• Directives
A. Reproduce everything in the piece on teacher motivation from "My son is lucky" down to "as a father.".
B. Using the piece on teacher motivation, state yes or no for each statement and quote the words that decide it: (i) the son read his first book from cover to cover when he was five; (ii) STIR has been working with teachers in India and Kenya; (iii) the Motivation 2.0 paradigm relies on "if-then" rewards.

• Source document
A few months ago I experienced what you might call a lightbulb moment – seeing my then five-year-old son read his first ever book from cover to cover, after months of struggling with reading. I don’t think I’ll ever forget seeing the look on his face – the belief he’d gained that he could master anything if he really put his mind to it.
My son is lucky to have an intrinsically motivated professional as a teacher, whom he trusts, respects and values. That lightbulb moment really belonged to her, but I got a fleeting chance to experience it as a father.
This week I took part in a fascinating discussion with the IEEP Learning Portal on the merits and demerits of new technologies to enhance teacher accountability, such as biometric scanning and video-taping.
The author Daniel Pink describes approaches like these as being based off a ‘Motivation 2.0’ paradigm. This paradigm assumes that the way to improve performance, increase productivity and encourage excellence is to reward the good and punish the bad. And it relies on a system of “if-then” rewards, which effectively assumes, “if you do this, then you’ll do that.”
Pink contrasts that with a Motivation 3.0 paradigm which allows for “Type 1 behaviours” – self- directed behaviour that is focused on the inherent satisfaction of the task itself and the devoted to becoming better and better at something. In Pink’s eyes, many professions today are driven by intrinsic motivation - and with autonomy, mastery and purpose as the main motivators.
Is teaching a Motivation 3.0 Profession?
For the last five years at STIR we’ve essentially been running a large natural experiment to see if Motivation 3.0 applies to teachers in developing countries. And at a pretty reasonable scale: we’ve been working with over 27,000 teachers in 10,000 schools, who are collectively teaching 1.2 million children, in India and Uganda.

• Supplied entries
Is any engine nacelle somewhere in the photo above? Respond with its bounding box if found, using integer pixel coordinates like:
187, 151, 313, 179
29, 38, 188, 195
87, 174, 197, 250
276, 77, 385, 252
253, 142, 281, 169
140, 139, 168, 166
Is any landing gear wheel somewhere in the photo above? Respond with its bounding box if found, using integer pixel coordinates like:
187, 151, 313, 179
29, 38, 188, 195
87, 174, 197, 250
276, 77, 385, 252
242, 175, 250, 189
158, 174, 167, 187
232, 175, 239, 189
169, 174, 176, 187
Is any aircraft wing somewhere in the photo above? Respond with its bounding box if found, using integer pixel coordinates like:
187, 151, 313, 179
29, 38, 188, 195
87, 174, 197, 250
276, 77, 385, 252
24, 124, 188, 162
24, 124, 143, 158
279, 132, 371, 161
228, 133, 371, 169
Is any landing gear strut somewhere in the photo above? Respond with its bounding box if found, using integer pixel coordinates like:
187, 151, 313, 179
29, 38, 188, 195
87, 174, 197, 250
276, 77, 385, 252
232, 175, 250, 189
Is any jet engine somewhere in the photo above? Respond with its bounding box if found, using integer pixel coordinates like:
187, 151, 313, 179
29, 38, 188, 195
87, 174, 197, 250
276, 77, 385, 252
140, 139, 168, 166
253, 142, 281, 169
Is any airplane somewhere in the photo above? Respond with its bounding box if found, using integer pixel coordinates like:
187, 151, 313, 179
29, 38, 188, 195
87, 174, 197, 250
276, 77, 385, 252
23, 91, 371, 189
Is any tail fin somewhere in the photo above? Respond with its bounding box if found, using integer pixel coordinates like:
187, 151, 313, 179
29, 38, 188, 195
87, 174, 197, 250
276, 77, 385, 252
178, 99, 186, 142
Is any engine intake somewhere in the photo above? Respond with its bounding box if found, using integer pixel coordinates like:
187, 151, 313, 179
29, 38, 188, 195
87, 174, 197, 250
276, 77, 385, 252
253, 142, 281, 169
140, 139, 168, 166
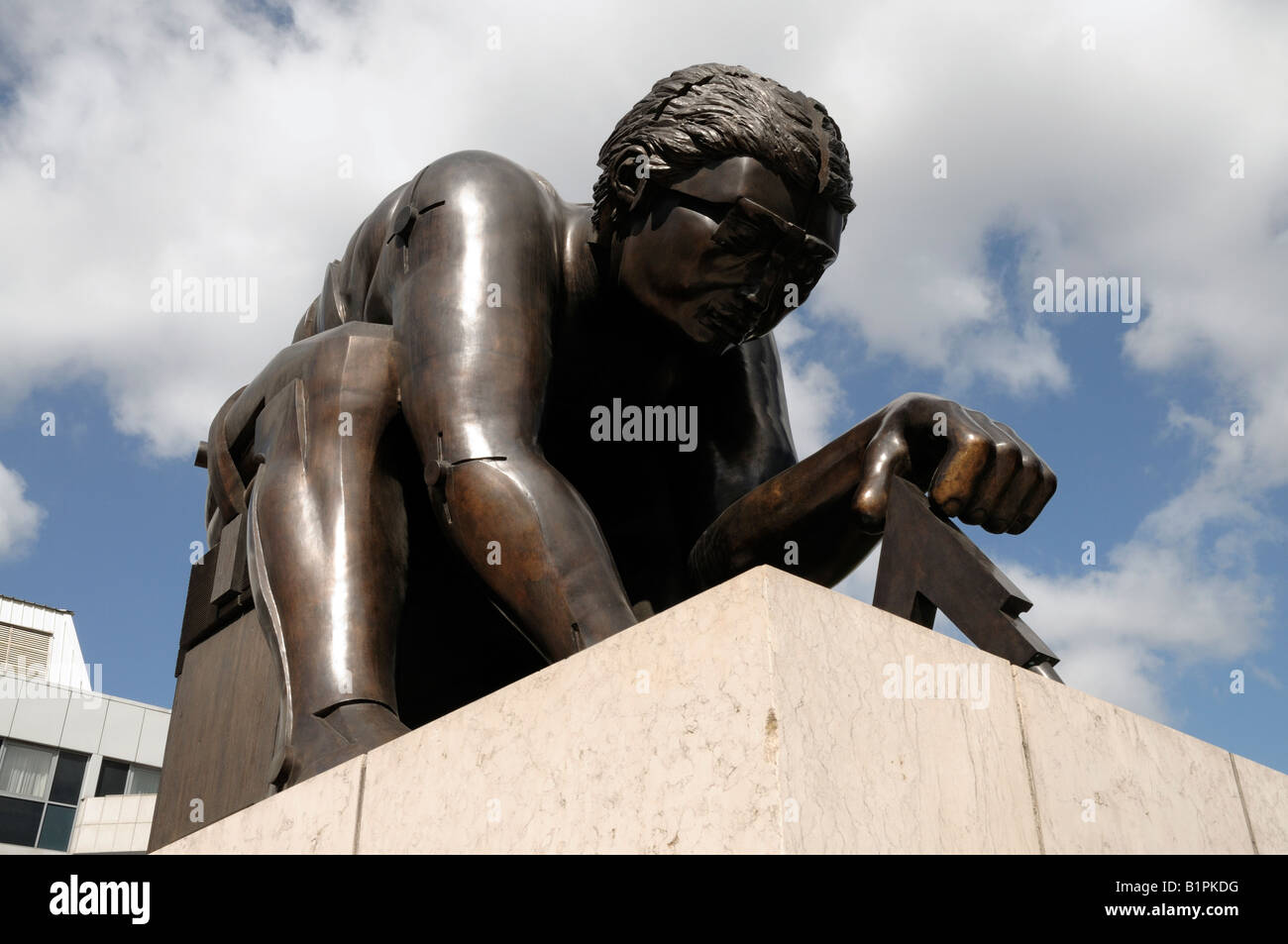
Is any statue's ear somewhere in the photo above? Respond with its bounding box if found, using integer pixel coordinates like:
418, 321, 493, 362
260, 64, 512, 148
612, 145, 657, 213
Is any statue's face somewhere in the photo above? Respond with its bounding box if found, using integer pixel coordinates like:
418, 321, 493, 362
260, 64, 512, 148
618, 157, 842, 353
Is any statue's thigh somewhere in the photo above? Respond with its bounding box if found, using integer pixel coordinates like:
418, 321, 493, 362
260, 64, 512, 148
224, 323, 398, 458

• Final answers
A.
My son is lucky to have an intrinsically motivated professional as a teacher, whom he trusts, respects and values. That lightbulb moment really belonged to her, but I got a fleeting chance to experience it as a father.

B.
(i) Yes: "my then five-year-old son read his first ever book from cover to cover"
(ii) No: "in India and Uganda"
(iii) Yes: "it relies on a system of “if-then” rewards"